> Texte à lire
-------------------------
C’était l’été, la fenêtre du salon était entrebâillée, et j’étais assis à table, à lire je crois.
Un battement d’aile me fait dresser la tête ; j’avais un hôte : il me semble que c’était une mésange.
Le frêle oiseau volette de-ci, de-là, faisant parfois de courts ‘sur place’ devant une armoire, un bibelot au mur, tente de se poser sur le plafonnier qui, surface de verre lisse et incurvée, ne lui offre aucune prise ; en tombe, se rétablit d’un battement d’aile, puis reprend son manège, pour finalement s’arrêter sur le seul véritable perchoir digne de ce nom, un lampadaire d’angle, muni de plusieurs branches.
Je retourne mon livre, et reste là à la regarder, plus surpris de sa présence que curieux, car l’ouverture dans la fenêtre n’est pas bien large.
Lui ai-je dit un « bonjour, toi ! » ? Probablement, car je suis de ceux qui parlent aux animaux.
Certainement, après s’être nettoyée le bec, m’a-t’elle zinzinulé sa réponse, comme savent le faire les mésanges, mais sans m’offrir de témoignage de sa tendre et fraternelle affection, comme elle aurait pu le faire en se posant sur mon épaule.
Bref, nous vivons notre surprise, moi d’avoir de la compagnie, elle de se trouver dans un espace inhabituellement restreint, chacun dans son coin ; et au sens propre pour ce qui la concerne !
Ce petit être vit en perpétuel accéléré, et le temps doit lui sembler beaucoup plus long qu’à moi, car la voilà de nouveau en mouvement, à tenter un autre perchoir : la pendule qui se trouve juste dans mon dos.
-------------------------
> Consigne
Recopiez tel quel le passage du texte sur la mésange qui va de « Ce petit être » à « dans mon dos. », s'il vous plaît.

> Entrées répertoriées
-------------------------
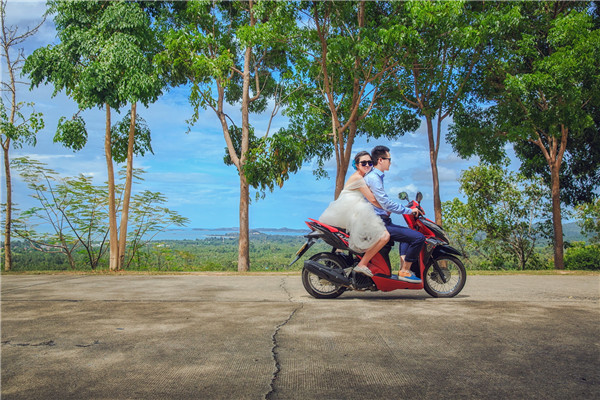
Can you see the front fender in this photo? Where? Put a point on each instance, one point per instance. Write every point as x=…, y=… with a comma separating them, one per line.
x=446, y=250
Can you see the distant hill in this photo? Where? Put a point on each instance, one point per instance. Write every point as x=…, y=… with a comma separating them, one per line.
x=572, y=233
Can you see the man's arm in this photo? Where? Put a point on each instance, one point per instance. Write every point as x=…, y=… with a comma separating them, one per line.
x=376, y=185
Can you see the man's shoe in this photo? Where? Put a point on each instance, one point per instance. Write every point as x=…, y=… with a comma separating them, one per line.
x=363, y=270
x=408, y=276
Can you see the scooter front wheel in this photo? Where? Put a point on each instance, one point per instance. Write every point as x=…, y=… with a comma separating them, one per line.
x=318, y=287
x=445, y=276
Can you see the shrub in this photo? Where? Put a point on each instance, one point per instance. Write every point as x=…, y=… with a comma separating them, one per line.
x=580, y=257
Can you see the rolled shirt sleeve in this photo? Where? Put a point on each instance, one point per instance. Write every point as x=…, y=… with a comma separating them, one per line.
x=374, y=180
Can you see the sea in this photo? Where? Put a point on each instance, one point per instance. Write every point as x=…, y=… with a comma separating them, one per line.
x=226, y=233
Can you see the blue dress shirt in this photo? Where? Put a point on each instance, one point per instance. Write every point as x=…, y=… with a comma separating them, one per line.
x=374, y=181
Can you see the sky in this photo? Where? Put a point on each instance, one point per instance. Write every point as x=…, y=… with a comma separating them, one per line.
x=188, y=168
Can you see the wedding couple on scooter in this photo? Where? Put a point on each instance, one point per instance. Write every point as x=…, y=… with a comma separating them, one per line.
x=363, y=209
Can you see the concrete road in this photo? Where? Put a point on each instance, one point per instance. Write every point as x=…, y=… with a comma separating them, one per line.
x=263, y=337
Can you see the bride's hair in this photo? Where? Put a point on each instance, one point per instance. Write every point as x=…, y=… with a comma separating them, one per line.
x=357, y=157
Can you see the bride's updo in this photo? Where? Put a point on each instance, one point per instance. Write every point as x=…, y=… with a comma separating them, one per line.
x=358, y=156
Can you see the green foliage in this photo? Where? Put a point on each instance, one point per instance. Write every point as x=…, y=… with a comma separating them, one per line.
x=503, y=218
x=540, y=84
x=120, y=138
x=581, y=257
x=71, y=133
x=104, y=55
x=74, y=210
x=589, y=219
x=343, y=72
x=22, y=132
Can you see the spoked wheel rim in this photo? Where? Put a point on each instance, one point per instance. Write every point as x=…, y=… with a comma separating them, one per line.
x=319, y=287
x=448, y=280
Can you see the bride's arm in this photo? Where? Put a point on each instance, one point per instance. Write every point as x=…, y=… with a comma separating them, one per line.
x=369, y=196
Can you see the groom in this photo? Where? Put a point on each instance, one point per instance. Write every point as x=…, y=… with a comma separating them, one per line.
x=381, y=162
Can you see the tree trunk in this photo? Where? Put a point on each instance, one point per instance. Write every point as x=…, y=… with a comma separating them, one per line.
x=433, y=153
x=127, y=194
x=554, y=155
x=244, y=237
x=112, y=208
x=8, y=209
x=559, y=262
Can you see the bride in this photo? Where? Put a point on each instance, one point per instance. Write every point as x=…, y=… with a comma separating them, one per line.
x=352, y=211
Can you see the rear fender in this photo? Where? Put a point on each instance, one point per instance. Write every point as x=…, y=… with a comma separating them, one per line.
x=446, y=250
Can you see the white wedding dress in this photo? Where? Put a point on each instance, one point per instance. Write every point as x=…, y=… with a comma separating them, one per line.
x=352, y=212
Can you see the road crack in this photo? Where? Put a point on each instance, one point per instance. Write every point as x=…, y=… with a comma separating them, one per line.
x=275, y=347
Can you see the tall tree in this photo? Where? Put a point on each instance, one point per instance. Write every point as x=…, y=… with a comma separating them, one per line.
x=444, y=41
x=344, y=64
x=104, y=60
x=230, y=53
x=504, y=216
x=16, y=128
x=542, y=95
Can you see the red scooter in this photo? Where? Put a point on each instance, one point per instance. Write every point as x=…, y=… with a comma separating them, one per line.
x=329, y=274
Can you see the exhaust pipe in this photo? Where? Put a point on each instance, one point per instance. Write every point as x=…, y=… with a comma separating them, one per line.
x=329, y=274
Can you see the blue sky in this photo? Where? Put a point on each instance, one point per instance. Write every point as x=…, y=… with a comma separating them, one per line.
x=188, y=167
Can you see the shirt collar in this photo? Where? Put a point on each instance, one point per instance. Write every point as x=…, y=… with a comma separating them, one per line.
x=378, y=172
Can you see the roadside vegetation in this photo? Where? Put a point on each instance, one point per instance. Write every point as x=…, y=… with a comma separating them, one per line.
x=506, y=75
x=269, y=253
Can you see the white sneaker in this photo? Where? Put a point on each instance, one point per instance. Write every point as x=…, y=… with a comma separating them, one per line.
x=363, y=270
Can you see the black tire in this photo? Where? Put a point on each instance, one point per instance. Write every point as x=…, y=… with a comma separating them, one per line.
x=320, y=288
x=454, y=273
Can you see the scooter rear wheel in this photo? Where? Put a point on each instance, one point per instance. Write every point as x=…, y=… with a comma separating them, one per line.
x=318, y=287
x=445, y=277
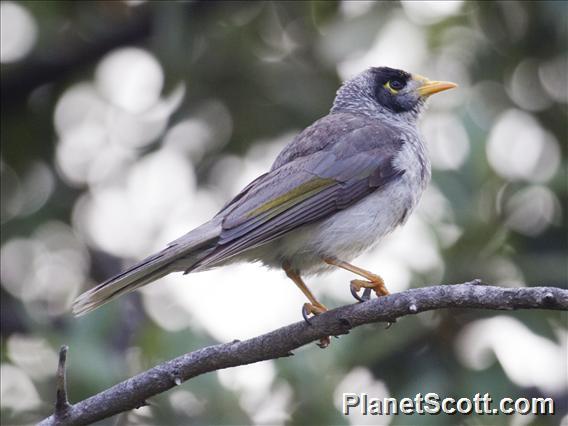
-------------------------
> Résultat de l'exercice
Ce petit être vit en perpétuel accéléré, et le temps doit lui sembler beaucoup plus long qu’à moi, car la voilà de nouveau en mouvement, à tenter un autre perchoir : la pendule qui se trouve juste dans mon dos.